**Task statement:** Reproduce verbatim the final portion of the material below, from the line containing "Place one point on each instance of the worker in yellow" through its last line, and nothing else.

**Material for this task:**
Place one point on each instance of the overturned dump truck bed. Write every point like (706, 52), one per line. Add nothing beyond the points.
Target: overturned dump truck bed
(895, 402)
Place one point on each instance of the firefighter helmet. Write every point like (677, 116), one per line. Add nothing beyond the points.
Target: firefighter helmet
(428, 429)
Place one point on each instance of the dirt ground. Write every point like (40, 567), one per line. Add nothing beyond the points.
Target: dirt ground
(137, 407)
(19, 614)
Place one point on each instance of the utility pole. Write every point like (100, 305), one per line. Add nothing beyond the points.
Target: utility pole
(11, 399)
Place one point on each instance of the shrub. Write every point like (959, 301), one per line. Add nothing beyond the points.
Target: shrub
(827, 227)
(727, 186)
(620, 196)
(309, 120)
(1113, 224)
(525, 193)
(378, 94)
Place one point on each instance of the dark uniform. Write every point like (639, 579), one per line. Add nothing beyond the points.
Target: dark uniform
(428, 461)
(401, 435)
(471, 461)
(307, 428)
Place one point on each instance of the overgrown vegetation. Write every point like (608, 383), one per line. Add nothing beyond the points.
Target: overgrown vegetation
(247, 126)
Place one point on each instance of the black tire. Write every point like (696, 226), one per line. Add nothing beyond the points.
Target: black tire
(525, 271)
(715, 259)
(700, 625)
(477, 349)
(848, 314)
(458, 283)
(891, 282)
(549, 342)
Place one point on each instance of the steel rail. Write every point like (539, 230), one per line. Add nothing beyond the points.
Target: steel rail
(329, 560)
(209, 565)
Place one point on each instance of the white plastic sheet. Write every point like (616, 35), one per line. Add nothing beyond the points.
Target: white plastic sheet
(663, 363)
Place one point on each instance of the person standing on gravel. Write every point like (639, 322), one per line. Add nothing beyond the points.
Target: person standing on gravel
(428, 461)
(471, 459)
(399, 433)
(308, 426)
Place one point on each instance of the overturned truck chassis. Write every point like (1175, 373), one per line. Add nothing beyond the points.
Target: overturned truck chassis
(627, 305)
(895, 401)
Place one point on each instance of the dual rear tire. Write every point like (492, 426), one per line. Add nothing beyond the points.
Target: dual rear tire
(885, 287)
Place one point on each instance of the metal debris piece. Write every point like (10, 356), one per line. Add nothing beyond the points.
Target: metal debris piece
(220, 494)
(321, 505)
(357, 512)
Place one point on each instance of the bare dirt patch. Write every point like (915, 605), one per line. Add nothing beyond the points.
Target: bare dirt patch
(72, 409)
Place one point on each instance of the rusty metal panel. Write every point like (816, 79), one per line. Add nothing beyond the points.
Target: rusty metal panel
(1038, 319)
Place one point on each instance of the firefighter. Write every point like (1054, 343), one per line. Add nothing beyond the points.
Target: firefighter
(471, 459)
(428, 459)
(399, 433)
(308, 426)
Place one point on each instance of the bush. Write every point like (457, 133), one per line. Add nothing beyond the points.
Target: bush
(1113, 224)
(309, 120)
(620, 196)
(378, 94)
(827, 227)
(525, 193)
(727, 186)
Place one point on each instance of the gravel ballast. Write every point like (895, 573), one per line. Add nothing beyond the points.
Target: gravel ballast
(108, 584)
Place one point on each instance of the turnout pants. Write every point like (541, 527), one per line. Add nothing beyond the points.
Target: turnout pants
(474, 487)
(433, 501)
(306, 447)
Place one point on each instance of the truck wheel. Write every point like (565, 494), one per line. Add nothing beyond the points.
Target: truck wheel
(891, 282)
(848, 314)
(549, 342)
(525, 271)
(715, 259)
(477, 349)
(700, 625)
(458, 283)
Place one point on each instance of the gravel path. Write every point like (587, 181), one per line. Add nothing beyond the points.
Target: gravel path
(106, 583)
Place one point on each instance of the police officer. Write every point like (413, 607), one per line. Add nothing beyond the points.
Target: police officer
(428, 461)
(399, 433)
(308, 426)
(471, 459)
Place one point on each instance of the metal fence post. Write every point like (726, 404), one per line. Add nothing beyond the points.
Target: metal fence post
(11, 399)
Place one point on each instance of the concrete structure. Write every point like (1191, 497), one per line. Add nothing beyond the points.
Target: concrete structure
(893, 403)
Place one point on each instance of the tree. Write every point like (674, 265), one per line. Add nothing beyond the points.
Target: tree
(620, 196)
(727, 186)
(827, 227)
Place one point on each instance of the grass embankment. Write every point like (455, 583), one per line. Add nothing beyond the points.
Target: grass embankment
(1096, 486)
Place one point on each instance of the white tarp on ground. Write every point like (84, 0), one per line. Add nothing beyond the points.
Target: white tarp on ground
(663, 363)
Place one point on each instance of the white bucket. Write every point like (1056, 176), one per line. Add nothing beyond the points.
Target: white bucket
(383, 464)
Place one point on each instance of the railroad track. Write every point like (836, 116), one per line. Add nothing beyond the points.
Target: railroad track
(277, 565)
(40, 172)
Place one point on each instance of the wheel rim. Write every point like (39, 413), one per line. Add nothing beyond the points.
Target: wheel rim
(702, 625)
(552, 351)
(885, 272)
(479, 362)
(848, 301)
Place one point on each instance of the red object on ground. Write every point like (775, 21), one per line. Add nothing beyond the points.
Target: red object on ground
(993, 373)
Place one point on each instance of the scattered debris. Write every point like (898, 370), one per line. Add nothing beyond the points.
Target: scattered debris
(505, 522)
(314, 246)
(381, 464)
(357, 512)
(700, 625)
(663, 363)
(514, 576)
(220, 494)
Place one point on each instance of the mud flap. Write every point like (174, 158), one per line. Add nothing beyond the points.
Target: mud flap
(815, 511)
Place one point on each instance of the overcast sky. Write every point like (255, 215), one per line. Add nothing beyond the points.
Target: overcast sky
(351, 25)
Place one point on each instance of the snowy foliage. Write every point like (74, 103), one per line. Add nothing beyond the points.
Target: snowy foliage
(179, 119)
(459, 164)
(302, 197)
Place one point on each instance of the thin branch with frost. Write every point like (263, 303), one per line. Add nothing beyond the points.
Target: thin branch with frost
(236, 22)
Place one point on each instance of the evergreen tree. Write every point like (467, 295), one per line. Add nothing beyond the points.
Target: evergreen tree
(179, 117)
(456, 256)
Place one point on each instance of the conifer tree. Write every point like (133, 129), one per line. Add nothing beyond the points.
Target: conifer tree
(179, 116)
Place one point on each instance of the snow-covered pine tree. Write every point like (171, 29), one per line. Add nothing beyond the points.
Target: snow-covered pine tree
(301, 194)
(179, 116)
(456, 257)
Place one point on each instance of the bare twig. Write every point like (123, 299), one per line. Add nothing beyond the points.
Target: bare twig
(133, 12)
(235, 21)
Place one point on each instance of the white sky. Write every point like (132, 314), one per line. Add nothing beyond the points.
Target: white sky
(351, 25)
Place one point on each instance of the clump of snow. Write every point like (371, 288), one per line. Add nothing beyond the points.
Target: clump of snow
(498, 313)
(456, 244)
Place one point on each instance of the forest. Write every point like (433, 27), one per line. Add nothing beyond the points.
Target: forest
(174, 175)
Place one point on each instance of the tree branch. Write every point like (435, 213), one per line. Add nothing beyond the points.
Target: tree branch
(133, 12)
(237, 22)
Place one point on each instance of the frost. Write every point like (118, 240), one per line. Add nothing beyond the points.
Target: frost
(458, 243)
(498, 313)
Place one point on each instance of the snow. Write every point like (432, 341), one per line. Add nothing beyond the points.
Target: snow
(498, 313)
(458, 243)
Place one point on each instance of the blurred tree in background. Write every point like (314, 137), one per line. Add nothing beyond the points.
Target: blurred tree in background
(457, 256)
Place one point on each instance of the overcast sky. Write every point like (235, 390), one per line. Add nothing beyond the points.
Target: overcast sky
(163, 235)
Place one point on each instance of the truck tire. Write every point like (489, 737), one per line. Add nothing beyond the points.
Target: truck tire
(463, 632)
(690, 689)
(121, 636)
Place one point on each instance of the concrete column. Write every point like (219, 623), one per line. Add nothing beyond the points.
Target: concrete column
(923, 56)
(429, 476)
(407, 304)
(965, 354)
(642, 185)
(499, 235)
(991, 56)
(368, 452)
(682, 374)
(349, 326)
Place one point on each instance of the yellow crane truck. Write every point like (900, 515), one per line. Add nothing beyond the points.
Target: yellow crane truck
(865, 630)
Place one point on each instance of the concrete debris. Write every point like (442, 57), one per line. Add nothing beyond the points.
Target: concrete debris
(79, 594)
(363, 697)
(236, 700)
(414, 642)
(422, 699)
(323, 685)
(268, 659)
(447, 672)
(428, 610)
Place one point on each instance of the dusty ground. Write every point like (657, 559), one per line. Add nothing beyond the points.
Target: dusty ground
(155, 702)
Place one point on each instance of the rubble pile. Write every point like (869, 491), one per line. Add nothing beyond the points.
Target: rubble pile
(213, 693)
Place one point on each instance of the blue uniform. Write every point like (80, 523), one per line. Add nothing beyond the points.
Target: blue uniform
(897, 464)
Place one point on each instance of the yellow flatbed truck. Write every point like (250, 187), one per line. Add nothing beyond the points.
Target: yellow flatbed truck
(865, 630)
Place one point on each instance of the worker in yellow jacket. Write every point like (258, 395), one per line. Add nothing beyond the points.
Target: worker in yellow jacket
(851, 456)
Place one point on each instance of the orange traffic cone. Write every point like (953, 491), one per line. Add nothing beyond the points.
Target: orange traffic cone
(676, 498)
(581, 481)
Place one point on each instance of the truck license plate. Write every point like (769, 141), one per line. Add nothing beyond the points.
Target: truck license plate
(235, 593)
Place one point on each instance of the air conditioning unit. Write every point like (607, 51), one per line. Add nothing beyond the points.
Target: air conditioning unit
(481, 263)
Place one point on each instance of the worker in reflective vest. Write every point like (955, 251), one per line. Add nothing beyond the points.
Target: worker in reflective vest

**Output of the task:**
Place one point on each instance of the worker in yellow jacket. Write every point like (258, 395), one per line. Add nothing beyond the points.
Target: worker in yellow jacket
(851, 456)
Place one point on each instance of the orange traffic cone. Write every point like (953, 491), one per line. Add nothing beyond the points.
Target: orange traffic cone
(676, 498)
(581, 481)
Place one point on each instance of the truck license plate. Write every point like (769, 141), one per line. Add nothing beyond the points.
Target: truck license plate
(235, 593)
Place one point on each instance of the air conditioning unit. Write every point like (607, 51), one per line. Add nothing beyond the points.
Target: air conditioning unit
(481, 263)
Place one point on each instance of the worker in reflective vest. Write every point like (955, 251), one per line. Add nothing beyond the points.
Target: worker in reflective vest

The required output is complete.